_Work to be completed_:
Rewrite the part that opens with the line containing "the glass lid." and closes with the line containing "[30,104,71,181]", swapping "rosemary sprig" for "basil leaf" and keeping everything else the same.

===== Data supplied

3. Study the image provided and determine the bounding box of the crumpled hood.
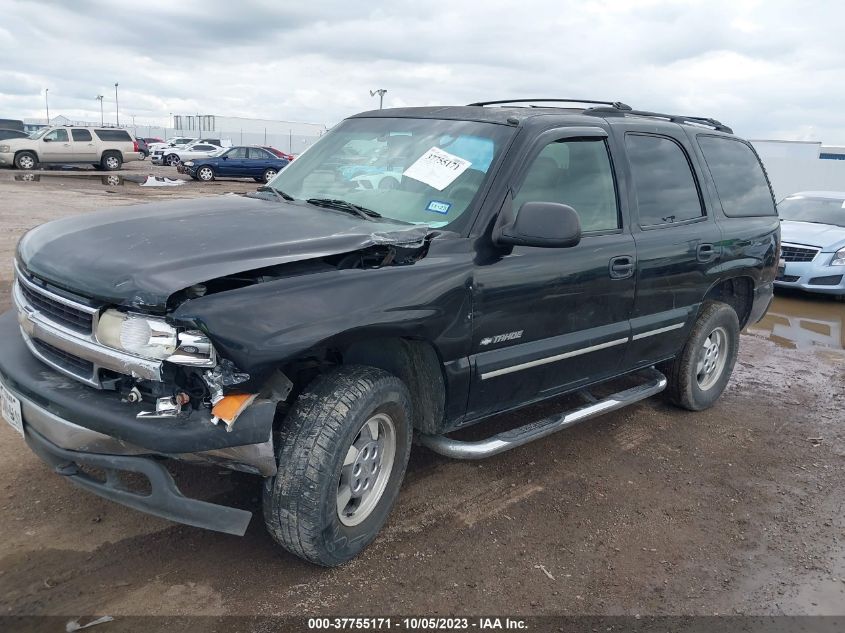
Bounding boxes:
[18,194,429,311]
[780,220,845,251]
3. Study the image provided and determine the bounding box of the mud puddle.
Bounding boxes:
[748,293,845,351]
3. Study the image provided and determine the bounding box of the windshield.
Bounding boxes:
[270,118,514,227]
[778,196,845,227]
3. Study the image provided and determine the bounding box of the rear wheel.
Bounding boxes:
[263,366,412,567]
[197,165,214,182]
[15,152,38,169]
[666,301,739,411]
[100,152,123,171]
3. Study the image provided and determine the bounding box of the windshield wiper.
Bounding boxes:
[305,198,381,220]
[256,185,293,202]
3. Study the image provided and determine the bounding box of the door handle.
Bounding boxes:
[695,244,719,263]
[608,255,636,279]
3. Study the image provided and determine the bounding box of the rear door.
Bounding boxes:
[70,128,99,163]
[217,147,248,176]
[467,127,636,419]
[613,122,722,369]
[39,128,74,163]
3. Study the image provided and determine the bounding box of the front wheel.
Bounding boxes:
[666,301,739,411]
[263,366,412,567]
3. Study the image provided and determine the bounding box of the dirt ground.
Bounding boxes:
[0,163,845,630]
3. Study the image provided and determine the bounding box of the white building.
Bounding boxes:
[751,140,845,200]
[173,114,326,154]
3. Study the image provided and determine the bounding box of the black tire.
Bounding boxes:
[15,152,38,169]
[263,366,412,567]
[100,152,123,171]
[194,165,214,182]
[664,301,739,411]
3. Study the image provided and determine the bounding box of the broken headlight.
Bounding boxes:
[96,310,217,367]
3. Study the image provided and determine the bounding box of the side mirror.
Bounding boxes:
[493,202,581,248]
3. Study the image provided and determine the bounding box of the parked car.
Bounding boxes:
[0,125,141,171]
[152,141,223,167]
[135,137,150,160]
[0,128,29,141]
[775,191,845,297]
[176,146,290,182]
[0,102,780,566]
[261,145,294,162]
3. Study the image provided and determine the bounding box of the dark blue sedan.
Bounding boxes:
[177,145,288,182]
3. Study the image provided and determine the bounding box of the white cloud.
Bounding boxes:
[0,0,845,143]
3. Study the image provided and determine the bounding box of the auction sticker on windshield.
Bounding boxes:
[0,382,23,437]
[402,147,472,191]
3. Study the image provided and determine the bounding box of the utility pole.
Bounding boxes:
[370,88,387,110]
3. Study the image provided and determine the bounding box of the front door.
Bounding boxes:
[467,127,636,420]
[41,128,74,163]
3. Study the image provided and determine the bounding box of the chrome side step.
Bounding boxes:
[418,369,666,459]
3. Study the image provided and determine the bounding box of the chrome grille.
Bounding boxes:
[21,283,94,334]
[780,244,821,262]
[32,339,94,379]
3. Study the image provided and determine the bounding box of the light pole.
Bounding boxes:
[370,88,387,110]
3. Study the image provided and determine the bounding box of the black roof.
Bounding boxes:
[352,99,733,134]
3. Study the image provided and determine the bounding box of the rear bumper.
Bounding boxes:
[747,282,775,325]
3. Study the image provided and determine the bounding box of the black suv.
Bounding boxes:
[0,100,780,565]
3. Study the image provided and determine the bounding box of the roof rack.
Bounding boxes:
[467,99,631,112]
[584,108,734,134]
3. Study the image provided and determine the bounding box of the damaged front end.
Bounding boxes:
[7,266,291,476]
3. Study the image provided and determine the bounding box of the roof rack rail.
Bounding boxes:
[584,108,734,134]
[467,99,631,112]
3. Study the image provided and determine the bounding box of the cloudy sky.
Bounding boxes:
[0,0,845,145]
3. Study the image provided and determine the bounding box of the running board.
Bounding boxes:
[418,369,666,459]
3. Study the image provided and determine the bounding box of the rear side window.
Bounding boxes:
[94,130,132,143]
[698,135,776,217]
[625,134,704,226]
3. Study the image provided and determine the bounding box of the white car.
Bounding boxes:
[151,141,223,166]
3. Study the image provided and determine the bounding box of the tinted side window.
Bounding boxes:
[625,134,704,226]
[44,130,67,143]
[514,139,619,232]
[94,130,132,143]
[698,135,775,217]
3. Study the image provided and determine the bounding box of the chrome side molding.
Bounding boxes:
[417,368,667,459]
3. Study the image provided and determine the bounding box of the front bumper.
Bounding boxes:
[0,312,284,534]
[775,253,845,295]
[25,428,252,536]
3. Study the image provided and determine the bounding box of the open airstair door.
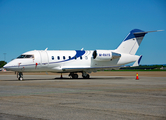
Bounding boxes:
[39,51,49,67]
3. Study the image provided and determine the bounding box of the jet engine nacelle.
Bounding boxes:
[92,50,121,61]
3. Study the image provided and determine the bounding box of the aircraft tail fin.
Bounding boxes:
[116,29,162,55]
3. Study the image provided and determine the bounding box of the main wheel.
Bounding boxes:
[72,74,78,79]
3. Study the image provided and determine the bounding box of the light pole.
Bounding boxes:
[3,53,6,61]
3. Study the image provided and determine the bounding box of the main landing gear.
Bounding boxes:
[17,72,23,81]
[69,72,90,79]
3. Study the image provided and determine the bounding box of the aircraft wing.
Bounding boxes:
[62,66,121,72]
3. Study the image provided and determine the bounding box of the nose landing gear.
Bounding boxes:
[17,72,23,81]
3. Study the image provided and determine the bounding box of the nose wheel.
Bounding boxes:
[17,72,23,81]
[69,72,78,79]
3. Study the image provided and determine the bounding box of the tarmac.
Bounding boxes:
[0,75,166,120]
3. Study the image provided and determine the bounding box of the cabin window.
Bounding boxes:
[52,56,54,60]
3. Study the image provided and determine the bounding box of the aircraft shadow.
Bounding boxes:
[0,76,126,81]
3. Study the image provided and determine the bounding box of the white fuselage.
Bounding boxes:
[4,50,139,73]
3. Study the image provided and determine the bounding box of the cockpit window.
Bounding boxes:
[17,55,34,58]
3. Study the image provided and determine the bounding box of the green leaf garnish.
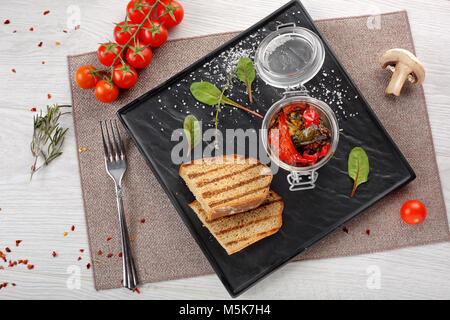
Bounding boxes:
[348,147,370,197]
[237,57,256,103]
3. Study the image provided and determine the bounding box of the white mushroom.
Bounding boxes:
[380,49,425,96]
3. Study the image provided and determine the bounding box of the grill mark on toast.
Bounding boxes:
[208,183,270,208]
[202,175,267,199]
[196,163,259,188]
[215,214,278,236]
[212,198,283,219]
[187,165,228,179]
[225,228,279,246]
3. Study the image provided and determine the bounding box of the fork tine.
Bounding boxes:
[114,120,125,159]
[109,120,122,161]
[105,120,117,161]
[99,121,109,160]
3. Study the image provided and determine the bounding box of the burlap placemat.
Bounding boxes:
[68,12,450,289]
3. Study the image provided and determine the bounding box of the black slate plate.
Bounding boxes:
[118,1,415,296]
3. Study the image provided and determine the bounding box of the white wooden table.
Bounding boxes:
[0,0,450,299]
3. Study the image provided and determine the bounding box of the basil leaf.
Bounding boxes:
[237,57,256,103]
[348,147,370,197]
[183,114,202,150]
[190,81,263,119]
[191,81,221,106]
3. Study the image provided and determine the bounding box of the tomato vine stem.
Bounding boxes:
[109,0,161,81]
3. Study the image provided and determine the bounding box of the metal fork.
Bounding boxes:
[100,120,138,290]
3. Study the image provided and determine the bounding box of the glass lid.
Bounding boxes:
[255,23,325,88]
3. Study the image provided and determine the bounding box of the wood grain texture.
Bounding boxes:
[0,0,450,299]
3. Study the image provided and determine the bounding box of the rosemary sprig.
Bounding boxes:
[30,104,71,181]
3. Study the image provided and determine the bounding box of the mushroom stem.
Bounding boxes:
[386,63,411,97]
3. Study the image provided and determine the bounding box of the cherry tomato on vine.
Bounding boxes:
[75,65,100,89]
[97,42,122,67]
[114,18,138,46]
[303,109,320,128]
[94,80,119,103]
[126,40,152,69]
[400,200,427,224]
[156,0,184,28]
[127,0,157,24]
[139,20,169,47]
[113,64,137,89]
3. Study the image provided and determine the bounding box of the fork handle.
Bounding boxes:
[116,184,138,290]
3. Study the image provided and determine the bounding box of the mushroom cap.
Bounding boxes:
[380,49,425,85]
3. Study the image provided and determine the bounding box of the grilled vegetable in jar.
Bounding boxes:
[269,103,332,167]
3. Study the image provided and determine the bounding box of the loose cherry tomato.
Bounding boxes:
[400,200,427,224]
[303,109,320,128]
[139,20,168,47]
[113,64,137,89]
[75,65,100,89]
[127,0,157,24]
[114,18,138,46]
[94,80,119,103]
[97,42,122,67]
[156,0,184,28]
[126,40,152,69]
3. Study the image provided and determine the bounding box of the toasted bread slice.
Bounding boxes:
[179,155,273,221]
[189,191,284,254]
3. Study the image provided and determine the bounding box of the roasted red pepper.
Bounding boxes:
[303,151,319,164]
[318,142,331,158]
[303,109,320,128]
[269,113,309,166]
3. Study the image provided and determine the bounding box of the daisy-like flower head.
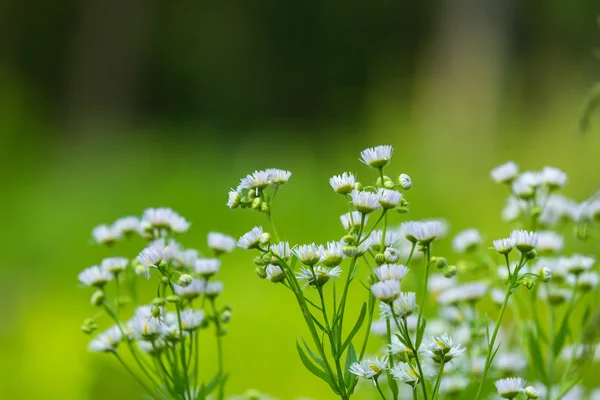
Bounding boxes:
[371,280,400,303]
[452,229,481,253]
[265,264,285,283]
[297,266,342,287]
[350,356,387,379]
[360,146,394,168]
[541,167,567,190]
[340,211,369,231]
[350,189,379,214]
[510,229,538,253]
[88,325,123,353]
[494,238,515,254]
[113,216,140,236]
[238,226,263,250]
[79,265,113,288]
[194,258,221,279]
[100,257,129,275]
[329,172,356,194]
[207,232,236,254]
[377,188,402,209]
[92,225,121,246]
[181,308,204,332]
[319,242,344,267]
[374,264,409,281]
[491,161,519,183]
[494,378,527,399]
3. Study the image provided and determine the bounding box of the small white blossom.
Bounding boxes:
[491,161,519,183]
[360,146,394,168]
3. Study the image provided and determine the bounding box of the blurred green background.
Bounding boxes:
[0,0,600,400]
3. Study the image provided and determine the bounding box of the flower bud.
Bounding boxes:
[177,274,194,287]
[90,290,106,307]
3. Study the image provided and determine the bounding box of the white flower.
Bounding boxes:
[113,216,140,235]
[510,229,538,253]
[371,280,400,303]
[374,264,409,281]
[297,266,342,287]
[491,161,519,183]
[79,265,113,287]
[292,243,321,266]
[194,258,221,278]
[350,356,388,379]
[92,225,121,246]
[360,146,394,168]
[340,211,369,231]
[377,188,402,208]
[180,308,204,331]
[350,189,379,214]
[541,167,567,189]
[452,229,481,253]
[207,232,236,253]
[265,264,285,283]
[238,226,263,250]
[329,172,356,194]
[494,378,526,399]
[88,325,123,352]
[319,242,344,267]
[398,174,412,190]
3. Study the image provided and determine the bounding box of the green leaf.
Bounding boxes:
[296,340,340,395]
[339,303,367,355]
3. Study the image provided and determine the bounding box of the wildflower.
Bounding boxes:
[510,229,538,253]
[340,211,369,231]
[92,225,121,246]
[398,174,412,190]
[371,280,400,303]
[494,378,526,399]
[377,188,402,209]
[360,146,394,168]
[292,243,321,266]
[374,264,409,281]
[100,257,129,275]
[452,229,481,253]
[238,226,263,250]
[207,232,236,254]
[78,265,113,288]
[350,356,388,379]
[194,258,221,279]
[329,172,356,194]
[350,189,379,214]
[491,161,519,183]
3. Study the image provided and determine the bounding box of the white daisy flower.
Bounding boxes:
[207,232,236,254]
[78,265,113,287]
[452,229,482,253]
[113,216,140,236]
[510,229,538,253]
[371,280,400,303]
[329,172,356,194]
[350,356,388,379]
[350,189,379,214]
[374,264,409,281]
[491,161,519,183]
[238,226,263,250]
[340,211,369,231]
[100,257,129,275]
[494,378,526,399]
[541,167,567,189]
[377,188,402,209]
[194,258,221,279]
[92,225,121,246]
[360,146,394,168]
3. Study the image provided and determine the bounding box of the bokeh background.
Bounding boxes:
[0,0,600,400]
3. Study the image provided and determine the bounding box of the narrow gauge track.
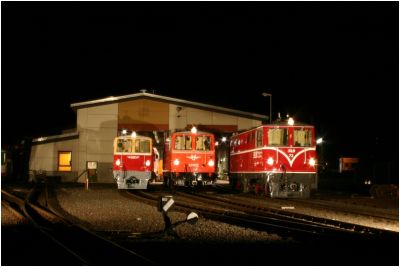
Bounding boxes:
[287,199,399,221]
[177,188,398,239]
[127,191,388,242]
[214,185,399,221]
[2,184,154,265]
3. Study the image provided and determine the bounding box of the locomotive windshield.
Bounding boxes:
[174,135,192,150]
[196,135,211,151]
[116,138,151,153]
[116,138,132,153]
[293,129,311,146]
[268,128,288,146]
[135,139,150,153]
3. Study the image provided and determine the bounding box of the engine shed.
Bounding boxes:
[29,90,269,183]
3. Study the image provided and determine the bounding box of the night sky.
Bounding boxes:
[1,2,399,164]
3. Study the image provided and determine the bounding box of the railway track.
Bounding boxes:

==========

_Solution for this task_:
3. Study the image provided and determine the bounding box of the glass lid.
Bounding boxes:
[255,23,325,88]
3. Study the image provided and determine the bounding box of the wood grain texture.
Bounding boxes:
[0,0,450,299]
3. Study the image provided and determine the bounding box of the basil leaf.
Bounding boxes:
[30,104,71,181]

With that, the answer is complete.